**Stated task**
Your task is to copy the listing exactly, with the pictures left out.

>> START

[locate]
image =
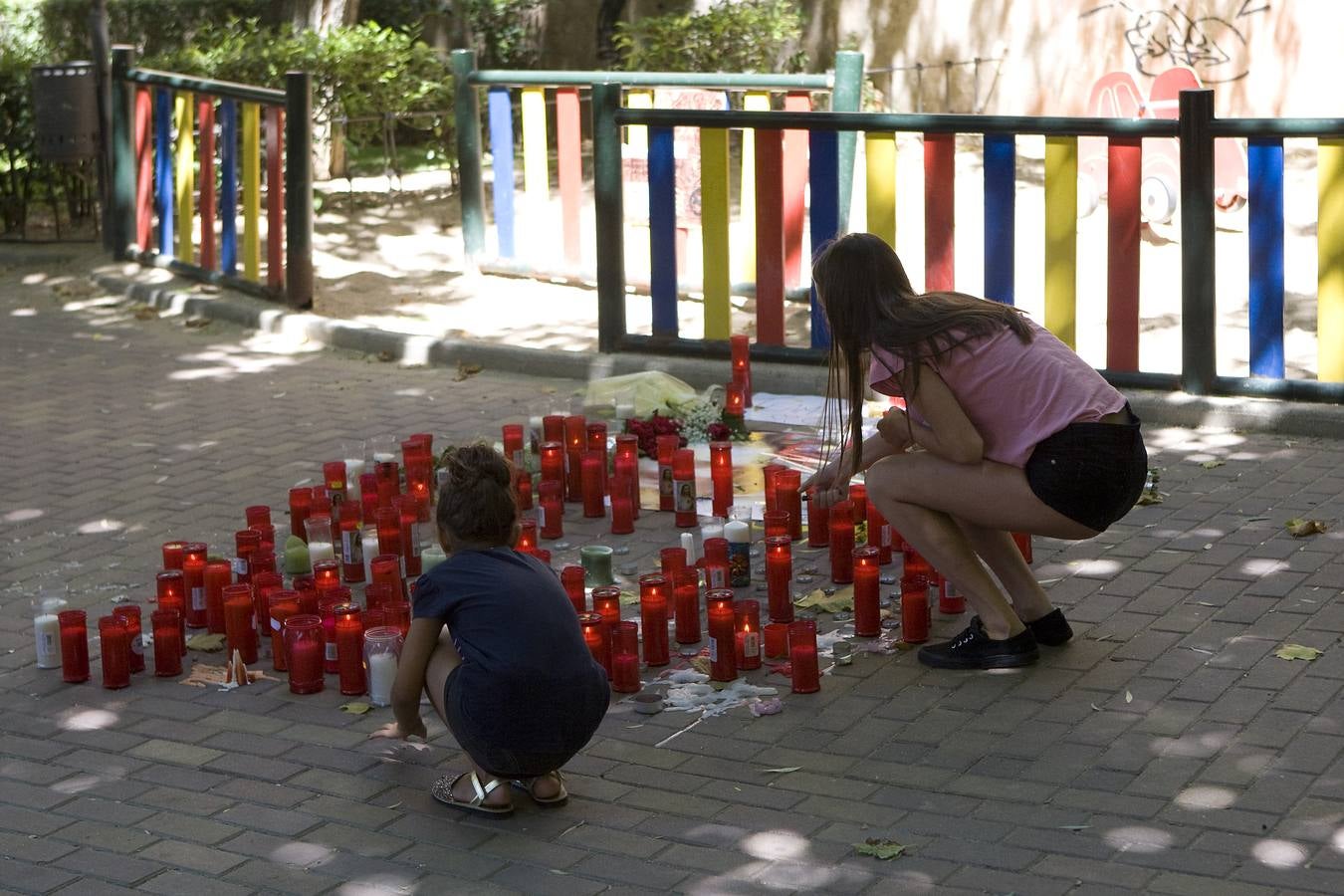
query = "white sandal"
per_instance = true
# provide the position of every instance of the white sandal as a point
(442, 791)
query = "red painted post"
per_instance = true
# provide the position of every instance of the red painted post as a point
(794, 184)
(206, 115)
(769, 157)
(568, 160)
(940, 211)
(275, 198)
(1124, 165)
(144, 166)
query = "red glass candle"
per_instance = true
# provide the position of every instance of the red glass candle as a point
(218, 576)
(239, 625)
(653, 618)
(349, 649)
(304, 646)
(741, 349)
(841, 543)
(514, 443)
(686, 595)
(575, 439)
(683, 487)
(129, 615)
(622, 511)
(818, 522)
(667, 448)
(779, 575)
(595, 637)
(74, 645)
(194, 579)
(115, 652)
(280, 606)
(721, 477)
(721, 617)
(168, 642)
(914, 608)
(173, 554)
(591, 484)
(802, 657)
(552, 512)
(571, 579)
(867, 614)
(789, 499)
(748, 634)
(672, 560)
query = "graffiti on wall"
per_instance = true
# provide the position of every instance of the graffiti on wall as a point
(1160, 38)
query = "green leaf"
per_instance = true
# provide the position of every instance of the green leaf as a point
(1297, 652)
(880, 848)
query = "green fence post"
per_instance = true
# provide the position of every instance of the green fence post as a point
(299, 188)
(1198, 318)
(122, 219)
(610, 216)
(467, 118)
(845, 96)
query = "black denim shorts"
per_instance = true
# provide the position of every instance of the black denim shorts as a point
(1090, 472)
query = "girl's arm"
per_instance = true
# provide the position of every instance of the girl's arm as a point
(951, 434)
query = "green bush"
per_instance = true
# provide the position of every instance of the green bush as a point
(749, 35)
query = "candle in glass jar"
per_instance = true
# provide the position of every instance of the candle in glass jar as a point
(779, 575)
(74, 645)
(721, 618)
(867, 614)
(841, 543)
(115, 652)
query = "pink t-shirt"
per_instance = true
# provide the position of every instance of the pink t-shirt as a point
(1014, 394)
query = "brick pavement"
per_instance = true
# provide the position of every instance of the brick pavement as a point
(1166, 750)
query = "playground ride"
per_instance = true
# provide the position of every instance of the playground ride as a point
(1117, 96)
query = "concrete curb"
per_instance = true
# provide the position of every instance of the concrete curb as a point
(1156, 408)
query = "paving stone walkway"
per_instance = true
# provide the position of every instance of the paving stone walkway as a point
(1164, 750)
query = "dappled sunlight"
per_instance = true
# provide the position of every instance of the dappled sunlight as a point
(1206, 796)
(1136, 838)
(1279, 853)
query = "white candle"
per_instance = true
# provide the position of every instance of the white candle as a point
(382, 673)
(46, 629)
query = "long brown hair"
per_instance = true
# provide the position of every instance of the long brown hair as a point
(868, 301)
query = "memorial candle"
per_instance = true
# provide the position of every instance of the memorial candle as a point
(115, 652)
(194, 581)
(218, 575)
(841, 543)
(304, 646)
(867, 614)
(914, 608)
(74, 645)
(686, 595)
(653, 618)
(571, 579)
(779, 575)
(721, 618)
(168, 642)
(349, 649)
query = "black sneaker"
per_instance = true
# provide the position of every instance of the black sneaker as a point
(975, 649)
(1051, 629)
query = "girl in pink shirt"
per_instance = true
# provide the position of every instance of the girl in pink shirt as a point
(1016, 433)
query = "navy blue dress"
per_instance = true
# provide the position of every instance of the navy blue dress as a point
(529, 695)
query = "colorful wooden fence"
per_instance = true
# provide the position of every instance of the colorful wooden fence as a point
(176, 184)
(1195, 127)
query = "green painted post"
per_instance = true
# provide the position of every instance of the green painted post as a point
(1198, 316)
(610, 216)
(299, 188)
(467, 118)
(845, 96)
(122, 219)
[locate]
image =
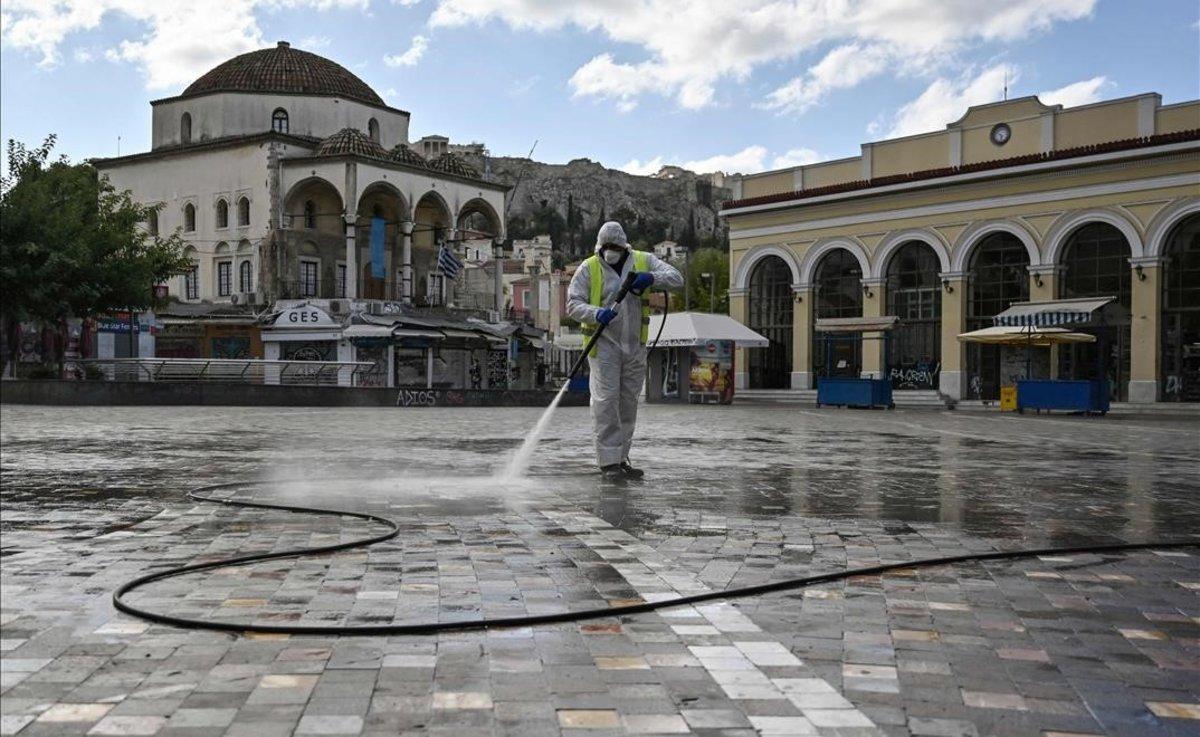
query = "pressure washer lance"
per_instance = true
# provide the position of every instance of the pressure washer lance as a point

>> END

**Answer to this exercise**
[locate]
image =
query = "white sandal"
per_instance = true
# provide the position of every instance of the white sandal as a point
(442, 791)
query = "red painted post"
per_instance = true
# provide the position of every instance of the red painted post as a point
(794, 184)
(206, 115)
(769, 157)
(568, 160)
(940, 211)
(275, 198)
(1124, 165)
(144, 166)
query = "red glass candle"
per_instance = true
# provide the position of every instance of the red glass candle as a point
(218, 576)
(239, 625)
(653, 618)
(349, 649)
(304, 646)
(741, 349)
(841, 543)
(514, 443)
(686, 595)
(575, 439)
(683, 487)
(129, 615)
(622, 511)
(818, 522)
(667, 448)
(779, 575)
(595, 637)
(74, 645)
(194, 579)
(115, 652)
(280, 606)
(721, 477)
(721, 617)
(168, 642)
(914, 608)
(173, 554)
(591, 484)
(802, 657)
(552, 512)
(571, 579)
(867, 614)
(789, 499)
(748, 634)
(672, 560)
query = "graffiti on wall"
per_instance = true
# provide the position of every instance of the graffiti on wall as a point
(1160, 38)
query = "green leaf"
per_instance = true
# provide the position of every instance of the green leaf as a point
(1297, 652)
(880, 848)
query = "green fence post"
per_instance = true
# provide the position of every instance of the green fence post as a point
(299, 188)
(1198, 318)
(122, 219)
(610, 216)
(467, 118)
(845, 96)
query = "black denim shorts"
per_instance = true
# provide the position of every instance of the black denim shorts as a point
(1090, 472)
query = "girl's arm"
per_instance = true
# provide the position of every instance of the girl's arm as a point
(951, 434)
query = "green bush"
per_instance = true
# provide the position of every instance of the green bush as a point
(749, 35)
query = "candle in glass jar"
per_instance = true
# provide the position of every instance of the candle in glass jar as a point
(779, 575)
(74, 645)
(721, 618)
(867, 614)
(841, 543)
(115, 652)
query = "pink t-shirt"
per_instance = true
# provide the position of every instance of the pink t-shirt as a point
(1014, 394)
query = "brick pavement"
per_instance = true
# provide the position of every instance of the brick pavement as a point
(1166, 750)
query = "playground ride"
per_instance = true
# provide the position of every instance of the playground ride as a point
(1117, 96)
query = "concrete curb"
per_instance = true
# provide the position of every instance of the concrete curb as a point
(1156, 408)
query = "paving stone walkway"
per_instance = true
# provide the position of every instance of the paving stone walkway as a point
(1164, 750)
query = "dappled sunlight"
per_instance = true
# provide the position of every instance of the dappled sunlight as a point
(1206, 796)
(1136, 838)
(1279, 853)
query = "white candle"
per_instance = true
# provide the position of every instance of the white candle as a point
(382, 673)
(46, 629)
query = "long brown hair"
per_instance = true
# provide the position of every instance of the long brown hair as a point
(868, 301)
query = "memorial candle"
per_instance = true
# provide the position of every instance of the memorial candle as a point
(115, 652)
(194, 581)
(218, 575)
(841, 543)
(304, 646)
(867, 614)
(914, 608)
(74, 645)
(686, 595)
(653, 618)
(571, 579)
(779, 575)
(721, 618)
(168, 642)
(349, 649)
query = "black sneaker"
per_instance = true
# provide the position of every instance of the black sneaker as a point
(975, 649)
(1051, 629)
query = "girl in pink shirt"
per_instance = true
# provide the position of every instance of the girl in pink shirt as a point
(1016, 433)
query = "navy blue dress"
per_instance = true
# provide the position of every instance of the navy blue dress as a point
(529, 695)
query = "colorful wooden fence"
per_instance = true
# provide the position of every instance of the colorful wooden fence as a point
(176, 184)
(1195, 127)
query = "green painted post"
per_instance = true
# provide the position of every instance of the green painted post as a point
(1198, 316)
(610, 216)
(299, 188)
(467, 118)
(845, 96)
(122, 219)
[locate]
image =
query = "pressure washer lance"
per_instance = true
# provide the position of every instance of the pressure washer lance as a point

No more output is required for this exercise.